§ **Selected excerpt**
But it isn’t going too far to also call Gaspar Claus a surveyor. A geographer. Even, why not, a cartographer: a drawer of lines and tracery. It is this questing spirit which sees him running the “Les Disques du Festival Permanent” label, a warm inn at whose tables you’ll find a plethora of other adventurers: Sourdure, Borja Flames, Marc Melià… His debut album, Tancade, will be released in September via InFiné.

Excuse me if I start the interview bluntly, but a few weeks ago you performed with the pop star Katy Perry. How did this happen and what were your impressions? Especially since you’ve worked with the likes of Keiji Haino, Jim O’Rourke, etc., some would say it’s a meeting or clash of two different music worlds. How does the modus operandi differ for instance, if you work in a pop context vs the underground / avantgarde?

Haha, yes this was some kind of extreme surprise for me, I still don’t really understand why they came to me. A long-time friend of mine works for the company that was in charge of this very private event. Katy Perry’s team wanted a cello to play four songs in acoustic versions. They had actually never played with a cello before. They asked for a Parisian cellist, and I guess I am the only one that my friend knows so she asked me if I was available (three days before the show) to play with Katy Perry.

The thing is that I have always enjoyed visiting completely different musical planets. When I received that text message about Katy Perry, I was in a very small but important music festival in Brittany (called ‘Bordures’). I was on stage with Beñat Achiary and Mathieu Pruall, two great improvisers, they are like gods to me. Three days later, I was with Katy Perry, and three days after that, with 20 musicians, holding an A note for eight hours… I love those contrasts; I think I would be very sad if I found myself stuck in one of those worlds.

§ **Provided material**

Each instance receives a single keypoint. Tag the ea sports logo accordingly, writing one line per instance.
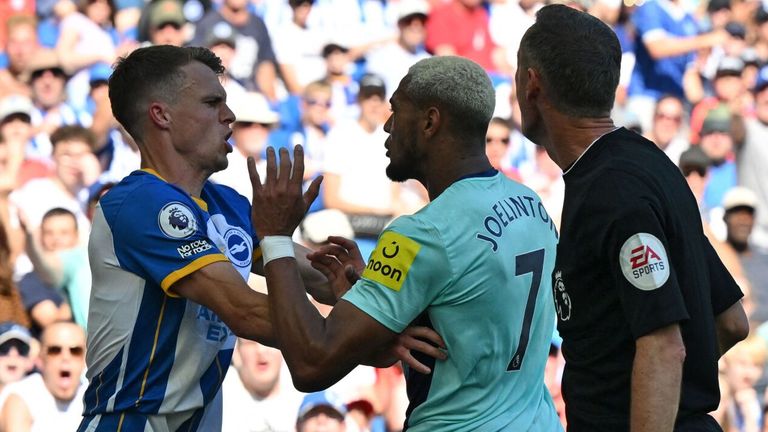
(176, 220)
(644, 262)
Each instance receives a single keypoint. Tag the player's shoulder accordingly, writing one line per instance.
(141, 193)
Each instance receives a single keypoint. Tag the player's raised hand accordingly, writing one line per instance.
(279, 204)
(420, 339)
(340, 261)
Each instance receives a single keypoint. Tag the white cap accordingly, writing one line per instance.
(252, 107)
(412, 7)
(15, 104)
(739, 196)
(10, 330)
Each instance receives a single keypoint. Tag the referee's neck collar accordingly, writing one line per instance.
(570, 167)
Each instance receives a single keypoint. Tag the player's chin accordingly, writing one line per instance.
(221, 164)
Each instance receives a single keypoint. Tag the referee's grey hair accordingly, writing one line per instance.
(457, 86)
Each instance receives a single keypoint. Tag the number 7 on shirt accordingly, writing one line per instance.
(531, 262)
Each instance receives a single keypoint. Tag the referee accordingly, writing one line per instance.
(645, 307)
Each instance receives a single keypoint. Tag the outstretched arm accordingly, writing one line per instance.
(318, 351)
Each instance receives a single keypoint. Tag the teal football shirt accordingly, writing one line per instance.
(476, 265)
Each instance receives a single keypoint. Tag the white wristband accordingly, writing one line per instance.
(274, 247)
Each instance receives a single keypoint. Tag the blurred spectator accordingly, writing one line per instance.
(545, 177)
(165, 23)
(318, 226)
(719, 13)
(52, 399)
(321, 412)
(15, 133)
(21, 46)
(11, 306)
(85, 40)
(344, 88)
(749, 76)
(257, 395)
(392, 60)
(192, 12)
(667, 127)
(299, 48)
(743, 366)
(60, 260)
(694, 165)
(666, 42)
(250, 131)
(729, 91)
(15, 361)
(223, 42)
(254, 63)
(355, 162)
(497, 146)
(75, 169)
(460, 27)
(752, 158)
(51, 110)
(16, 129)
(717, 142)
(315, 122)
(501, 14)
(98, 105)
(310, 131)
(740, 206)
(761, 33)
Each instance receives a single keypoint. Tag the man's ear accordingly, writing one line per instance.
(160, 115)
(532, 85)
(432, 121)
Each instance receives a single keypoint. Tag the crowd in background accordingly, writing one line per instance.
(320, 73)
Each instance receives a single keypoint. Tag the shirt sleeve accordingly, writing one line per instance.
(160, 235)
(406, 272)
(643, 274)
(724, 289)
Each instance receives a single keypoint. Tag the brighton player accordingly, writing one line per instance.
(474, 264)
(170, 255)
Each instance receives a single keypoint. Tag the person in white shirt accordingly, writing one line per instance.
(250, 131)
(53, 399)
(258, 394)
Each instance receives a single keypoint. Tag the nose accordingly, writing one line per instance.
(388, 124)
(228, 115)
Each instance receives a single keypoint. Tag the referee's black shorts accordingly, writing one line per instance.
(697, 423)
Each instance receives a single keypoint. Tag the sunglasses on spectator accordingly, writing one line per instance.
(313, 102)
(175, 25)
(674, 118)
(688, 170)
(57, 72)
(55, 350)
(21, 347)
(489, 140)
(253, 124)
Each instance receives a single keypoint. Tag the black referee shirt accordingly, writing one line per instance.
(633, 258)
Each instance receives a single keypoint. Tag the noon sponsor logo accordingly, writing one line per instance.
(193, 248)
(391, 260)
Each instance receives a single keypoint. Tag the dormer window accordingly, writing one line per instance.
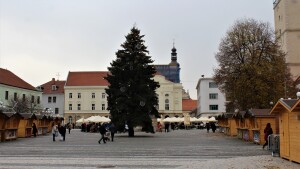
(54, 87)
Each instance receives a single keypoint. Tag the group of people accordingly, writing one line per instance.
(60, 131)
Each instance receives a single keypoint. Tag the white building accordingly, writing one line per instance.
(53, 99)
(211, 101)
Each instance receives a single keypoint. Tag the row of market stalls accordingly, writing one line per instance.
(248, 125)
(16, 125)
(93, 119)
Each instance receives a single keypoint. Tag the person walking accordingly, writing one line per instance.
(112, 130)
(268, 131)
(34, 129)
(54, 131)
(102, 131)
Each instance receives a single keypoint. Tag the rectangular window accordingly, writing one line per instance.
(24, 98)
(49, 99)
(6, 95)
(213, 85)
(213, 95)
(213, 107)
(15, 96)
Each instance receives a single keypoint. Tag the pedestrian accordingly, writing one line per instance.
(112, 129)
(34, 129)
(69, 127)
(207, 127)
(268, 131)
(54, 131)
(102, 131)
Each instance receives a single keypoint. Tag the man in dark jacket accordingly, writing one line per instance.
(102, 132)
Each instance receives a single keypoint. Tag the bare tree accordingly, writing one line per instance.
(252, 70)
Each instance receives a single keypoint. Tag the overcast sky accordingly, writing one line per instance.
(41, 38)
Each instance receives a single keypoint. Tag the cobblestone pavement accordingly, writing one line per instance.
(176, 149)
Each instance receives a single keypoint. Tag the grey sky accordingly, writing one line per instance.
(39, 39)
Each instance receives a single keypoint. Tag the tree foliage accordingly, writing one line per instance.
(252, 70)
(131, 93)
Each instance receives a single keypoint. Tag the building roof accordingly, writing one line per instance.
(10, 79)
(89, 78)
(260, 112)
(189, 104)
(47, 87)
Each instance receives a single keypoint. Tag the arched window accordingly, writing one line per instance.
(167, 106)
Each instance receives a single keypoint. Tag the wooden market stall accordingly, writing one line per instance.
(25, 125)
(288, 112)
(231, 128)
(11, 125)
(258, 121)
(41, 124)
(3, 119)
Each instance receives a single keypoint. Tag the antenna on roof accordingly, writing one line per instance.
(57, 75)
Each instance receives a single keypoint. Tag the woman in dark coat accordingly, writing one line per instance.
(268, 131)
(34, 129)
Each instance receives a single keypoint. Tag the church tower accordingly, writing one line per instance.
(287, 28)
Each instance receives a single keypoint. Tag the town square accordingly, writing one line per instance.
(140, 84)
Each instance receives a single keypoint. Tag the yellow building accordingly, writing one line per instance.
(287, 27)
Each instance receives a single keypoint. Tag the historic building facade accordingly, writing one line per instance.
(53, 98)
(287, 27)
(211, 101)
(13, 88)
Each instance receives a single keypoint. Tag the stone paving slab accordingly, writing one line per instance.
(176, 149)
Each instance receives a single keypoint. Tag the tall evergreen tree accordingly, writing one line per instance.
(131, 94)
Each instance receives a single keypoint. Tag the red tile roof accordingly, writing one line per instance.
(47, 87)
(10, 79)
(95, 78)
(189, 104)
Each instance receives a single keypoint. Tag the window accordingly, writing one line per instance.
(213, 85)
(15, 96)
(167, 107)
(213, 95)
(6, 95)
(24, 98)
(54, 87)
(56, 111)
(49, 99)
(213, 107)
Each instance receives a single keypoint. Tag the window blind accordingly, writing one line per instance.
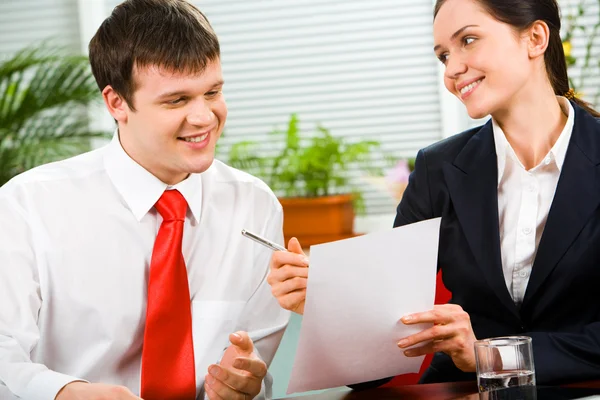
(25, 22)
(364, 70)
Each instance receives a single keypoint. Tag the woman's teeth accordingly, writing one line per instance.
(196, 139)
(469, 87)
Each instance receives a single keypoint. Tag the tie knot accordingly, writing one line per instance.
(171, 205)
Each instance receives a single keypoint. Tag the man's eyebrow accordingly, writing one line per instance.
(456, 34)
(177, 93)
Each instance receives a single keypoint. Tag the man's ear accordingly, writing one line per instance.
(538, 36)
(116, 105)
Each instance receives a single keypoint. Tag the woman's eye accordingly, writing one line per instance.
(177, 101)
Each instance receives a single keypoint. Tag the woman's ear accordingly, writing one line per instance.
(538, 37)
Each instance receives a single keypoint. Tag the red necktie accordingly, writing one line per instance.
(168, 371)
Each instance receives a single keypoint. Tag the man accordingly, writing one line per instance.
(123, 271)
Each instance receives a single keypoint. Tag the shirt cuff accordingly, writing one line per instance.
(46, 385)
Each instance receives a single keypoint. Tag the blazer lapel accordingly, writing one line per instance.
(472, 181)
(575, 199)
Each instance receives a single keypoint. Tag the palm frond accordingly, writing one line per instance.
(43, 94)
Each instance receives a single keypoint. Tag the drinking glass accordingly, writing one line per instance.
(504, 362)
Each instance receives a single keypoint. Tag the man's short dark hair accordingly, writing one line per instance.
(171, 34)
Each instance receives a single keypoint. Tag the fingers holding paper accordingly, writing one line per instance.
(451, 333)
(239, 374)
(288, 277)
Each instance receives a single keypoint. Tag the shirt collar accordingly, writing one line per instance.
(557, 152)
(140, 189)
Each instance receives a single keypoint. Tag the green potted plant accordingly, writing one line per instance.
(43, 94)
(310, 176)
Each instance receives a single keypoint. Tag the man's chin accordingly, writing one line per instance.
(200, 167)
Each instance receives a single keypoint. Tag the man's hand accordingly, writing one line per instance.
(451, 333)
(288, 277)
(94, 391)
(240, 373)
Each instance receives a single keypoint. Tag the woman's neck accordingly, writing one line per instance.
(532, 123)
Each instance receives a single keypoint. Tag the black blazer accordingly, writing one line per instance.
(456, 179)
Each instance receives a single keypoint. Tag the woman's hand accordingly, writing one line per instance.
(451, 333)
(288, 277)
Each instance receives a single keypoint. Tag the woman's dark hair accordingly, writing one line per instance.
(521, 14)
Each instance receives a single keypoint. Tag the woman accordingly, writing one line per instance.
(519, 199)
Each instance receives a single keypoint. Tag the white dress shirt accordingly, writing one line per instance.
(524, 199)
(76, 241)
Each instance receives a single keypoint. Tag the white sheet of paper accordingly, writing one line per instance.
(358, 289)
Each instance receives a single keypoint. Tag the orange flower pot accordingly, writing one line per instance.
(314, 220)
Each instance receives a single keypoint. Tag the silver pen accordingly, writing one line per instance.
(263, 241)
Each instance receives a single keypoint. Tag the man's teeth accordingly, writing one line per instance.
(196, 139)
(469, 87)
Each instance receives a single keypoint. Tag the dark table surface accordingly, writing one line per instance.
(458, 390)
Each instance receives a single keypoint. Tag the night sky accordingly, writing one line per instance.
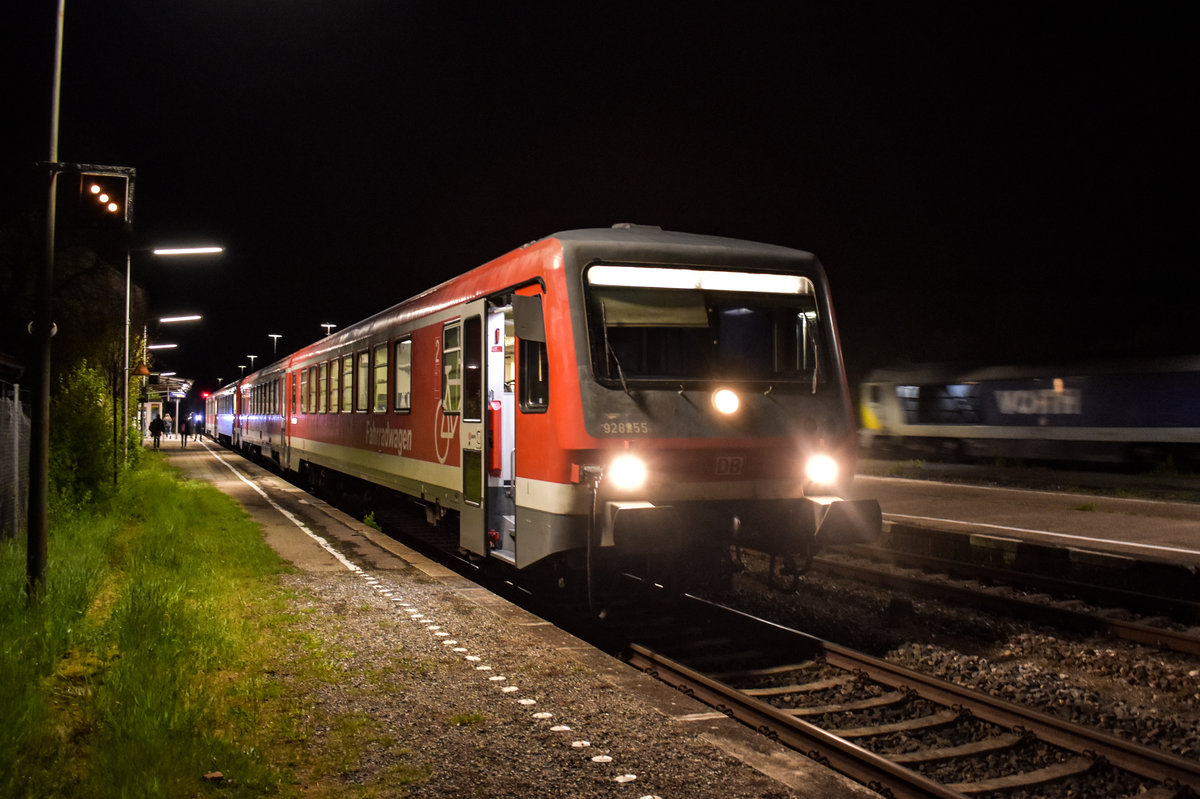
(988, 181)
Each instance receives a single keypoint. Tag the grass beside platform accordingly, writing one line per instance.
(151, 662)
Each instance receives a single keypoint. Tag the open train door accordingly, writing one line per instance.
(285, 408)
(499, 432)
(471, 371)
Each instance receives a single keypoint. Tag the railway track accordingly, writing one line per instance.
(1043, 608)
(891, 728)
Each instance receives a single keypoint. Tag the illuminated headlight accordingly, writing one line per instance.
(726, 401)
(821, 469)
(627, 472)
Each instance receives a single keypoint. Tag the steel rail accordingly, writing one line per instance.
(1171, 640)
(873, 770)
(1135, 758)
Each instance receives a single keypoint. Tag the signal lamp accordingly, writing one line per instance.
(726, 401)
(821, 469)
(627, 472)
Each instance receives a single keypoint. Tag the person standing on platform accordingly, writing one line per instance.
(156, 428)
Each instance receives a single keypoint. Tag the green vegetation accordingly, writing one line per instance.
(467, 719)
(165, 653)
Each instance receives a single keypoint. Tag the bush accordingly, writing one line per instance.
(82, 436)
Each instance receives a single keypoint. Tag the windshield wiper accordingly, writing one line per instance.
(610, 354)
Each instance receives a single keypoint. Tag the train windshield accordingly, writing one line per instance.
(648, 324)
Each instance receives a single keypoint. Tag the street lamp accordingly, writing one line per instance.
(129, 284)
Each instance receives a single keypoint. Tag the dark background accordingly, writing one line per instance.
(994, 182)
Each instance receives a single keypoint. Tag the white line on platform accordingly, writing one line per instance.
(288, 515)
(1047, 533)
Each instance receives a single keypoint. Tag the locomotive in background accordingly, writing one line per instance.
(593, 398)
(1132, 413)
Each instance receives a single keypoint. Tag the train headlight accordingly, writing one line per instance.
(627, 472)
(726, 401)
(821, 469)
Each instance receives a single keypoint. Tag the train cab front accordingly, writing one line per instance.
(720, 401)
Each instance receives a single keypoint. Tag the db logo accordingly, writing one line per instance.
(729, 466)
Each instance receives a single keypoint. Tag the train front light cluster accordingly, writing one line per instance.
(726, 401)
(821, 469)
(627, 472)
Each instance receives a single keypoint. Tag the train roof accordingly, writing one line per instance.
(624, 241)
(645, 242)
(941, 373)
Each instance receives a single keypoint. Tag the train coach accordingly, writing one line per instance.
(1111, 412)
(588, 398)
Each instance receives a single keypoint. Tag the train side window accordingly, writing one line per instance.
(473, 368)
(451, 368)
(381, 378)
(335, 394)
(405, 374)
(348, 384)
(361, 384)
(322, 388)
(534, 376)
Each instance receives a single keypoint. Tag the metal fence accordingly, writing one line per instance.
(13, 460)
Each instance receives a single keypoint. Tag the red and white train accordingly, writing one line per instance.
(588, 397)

§ **Directives**
**1)** Repeat the passage of the interview that begins at the words "Haha, yes this" and stops after "with Katy Perry.".
**2)** Answer these questions using the interview.
(a) Which label does Gaspar Claus run?
(b) How many songs did Katy Perry's team want a cello to play?
(c) What was the name of the festival where he was when he got the text message about Katy Perry?
The material comes from a separate source.

§ **Answers to the exercise**
**1)**
Haha, yes this was some kind of extreme surprise for me, I still don’t really understand why they came to me. A long-time friend of mine works for the company that was in charge of this very private event. Katy Perry’s team wanted a cello to play four songs in acoustic versions. They had actually never played with a cello before. They asked for a Parisian cellist, and I guess I am the only one that my friend knows so she asked me if I was available (three days before the show) to play with Katy Perry.

**2)**
(a) Les Disques du Festival Permanent
(b) Four, in acoustic versions
(c) Bordures, in Brittany